*Passage given:*
>>

2.2.4 Median filter method

Similar to the FS method, the median filter (MF) GPOD method introduced here makes use of an outlier detection technique between main iterations to adaptively select the best reconstruction at each point. However, the outlier detection metric in this case is based on a median filter, a common PIV outlier detection technique that has a high detection efficiency and is easy to implement (Raffel et al. 2007). The MF method requires calculation of the residual of \(\xi\) at point \(\mathbf {x}_\mathrm{cp}\) centered in a neighborhood of adjacent vectors (\(\mathbf {x}_{c,ad}\)):

$$\begin{aligned} R\left( \xi \right) |_{\mathbf {x}_\mathrm{cp},t_k} = \left| \xi (\mathbf {x}_\mathrm{cp},t_k) - \hbox {median}\left( \xi (\mathbf {x}_{c,ad},t_k) \right) \right| \end{aligned}$$
(7)

In this work, the neighbourhood size was kept at 9 (1 center vector and 8 adjacent vectors). This leads to the following procedure for the MF method:

  1. 1.

    Gunes method is run with \(P_{n}\) modes on a field \(\bar{\xi }_{n,0}\) to get an approximation \(\hat{\xi }_{n}\).

  2. 2.

    For \(n>0\), the median residual is calculated for the previous and current reconstructions: \(R_{n-1} = R( \hat{\xi }_{n-1})\) and \(R_{n} = R( \hat{\xi }_{n})\) respectively.

  3. 3.

    The input to the next main iteration is is updated such that

    $$\begin{aligned}&\hat{\hat{\xi }}_{n}({\mathbf {x},t_k}) = &{\left\{ \begin{array}{ll} {\hat{\xi }}_{n-1}(\mathbf {x}_\mathrm{cp},t_k), &\quad \text {if }\, R_{n-1}|_{\mathbf {x}_\mathrm{cp},t_k} \le R_{n}|_{\mathbf {x}_\mathrm{cp},t_k}\\ {\hat{\xi }}_{n}(\mathbf {x}_\mathrm{cp},t_k), &\quad \text {if }\, R_{n-1}|_{\mathbf {x}_\mathrm{cp},t_k} > R_{n}|_{\mathbf {x}_\mathrm{cp},t_k} \end{array}\right. } \end{aligned}$$
    (8)

    and \({\bar{\xi }}_{n+1,0} = {\hat{\hat{\xi }}}_{n}\).

  4. 4.

    Steps (1–3) are repeated with increasing modes (\(n = n+1\)) until the main iteration convergence criterion is reached.

<<

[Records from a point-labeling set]
>>

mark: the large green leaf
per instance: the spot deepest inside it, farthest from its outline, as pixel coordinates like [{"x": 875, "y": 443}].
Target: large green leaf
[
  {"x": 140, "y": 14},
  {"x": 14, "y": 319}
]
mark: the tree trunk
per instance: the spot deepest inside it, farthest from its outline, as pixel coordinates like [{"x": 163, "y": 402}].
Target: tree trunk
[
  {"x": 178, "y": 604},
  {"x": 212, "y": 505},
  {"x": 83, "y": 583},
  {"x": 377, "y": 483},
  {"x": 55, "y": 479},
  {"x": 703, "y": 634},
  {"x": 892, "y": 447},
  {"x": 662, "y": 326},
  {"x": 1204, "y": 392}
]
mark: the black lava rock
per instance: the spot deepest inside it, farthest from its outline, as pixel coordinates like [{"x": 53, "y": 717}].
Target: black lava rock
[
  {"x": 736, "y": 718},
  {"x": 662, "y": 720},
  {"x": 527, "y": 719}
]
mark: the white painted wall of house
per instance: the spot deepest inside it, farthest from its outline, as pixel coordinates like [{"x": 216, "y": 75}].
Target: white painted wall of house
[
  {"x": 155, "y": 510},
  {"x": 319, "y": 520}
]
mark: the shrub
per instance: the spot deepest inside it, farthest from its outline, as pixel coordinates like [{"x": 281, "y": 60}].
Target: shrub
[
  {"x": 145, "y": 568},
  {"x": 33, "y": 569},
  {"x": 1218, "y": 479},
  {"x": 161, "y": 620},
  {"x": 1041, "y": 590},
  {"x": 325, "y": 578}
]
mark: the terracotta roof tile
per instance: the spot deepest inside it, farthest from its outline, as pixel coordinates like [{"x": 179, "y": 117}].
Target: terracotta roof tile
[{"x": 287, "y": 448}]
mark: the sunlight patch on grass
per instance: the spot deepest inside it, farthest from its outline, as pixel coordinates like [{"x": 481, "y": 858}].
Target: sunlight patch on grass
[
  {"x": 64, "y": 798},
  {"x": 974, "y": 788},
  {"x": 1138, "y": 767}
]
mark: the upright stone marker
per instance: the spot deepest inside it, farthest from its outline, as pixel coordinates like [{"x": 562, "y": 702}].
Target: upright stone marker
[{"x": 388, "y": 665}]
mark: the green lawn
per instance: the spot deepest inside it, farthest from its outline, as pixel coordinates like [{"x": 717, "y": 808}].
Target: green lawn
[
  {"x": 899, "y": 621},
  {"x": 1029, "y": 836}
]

<<

*Jobs:*
- A) Using the passage on the median filter method, state whether each statement below agrees with it, answering yes or no and quoting the deciding words: (i) The neighborhood used in this work contained 9 vectors. (ii) The median filter is described as difficult to implement. (iii) Steps 1–3 are repeated with a decreasing number of modes.
- B) Transcribe the passage on the median filter method from "For \(n>0\), the" up to and including "criterion is reached.".

*Answers for the tasks:*
- A)
(i) Yes: "the neighbourhood size was kept at 9 (1 center vector and 8 adjacent vectors)"
(ii) No: "has a high detection efficiency and is easy to implement"
(iii) No: "Steps (1–3) are repeated with increasing modes"

- B)
For \(n>0\), the median residual is calculated for the previous and current reconstructions: \(R_{n-1} = R( \hat{\xi }_{n-1})\) and \(R_{n} = R( \hat{\xi }_{n})\) respectively.

  3. 3.

    The input to the next main iteration is is updated such that

    $$\begin{aligned}&\hat{\hat{\xi }}_{n}({\mathbf {x},t_k}) = &{\left\{ \begin{array}{ll} {\hat{\xi }}_{n-1}(\mathbf {x}_\mathrm{cp},t_k), &\quad \text {if }\, R_{n-1}|_{\mathbf {x}_\mathrm{cp},t_k} \le R_{n}|_{\mathbf {x}_\mathrm{cp},t_k}\\ {\hat{\xi }}_{n}(\mathbf {x}_\mathrm{cp},t_k), &\quad \text {if }\, R_{n-1}|_{\mathbf {x}_\mathrm{cp},t_k} > R_{n}|_{\mathbf {x}_\mathrm{cp},t_k} \end{array}\right. } \end{aligned}$$
    (8)

    and \({\bar{\xi }}_{n+1,0} = {\hat{\hat{\xi }}}_{n}\).

  4. 4.

    Steps (1–3) are repeated with increasing modes (\(n = n+1\)) until the main iteration convergence criterion is reached.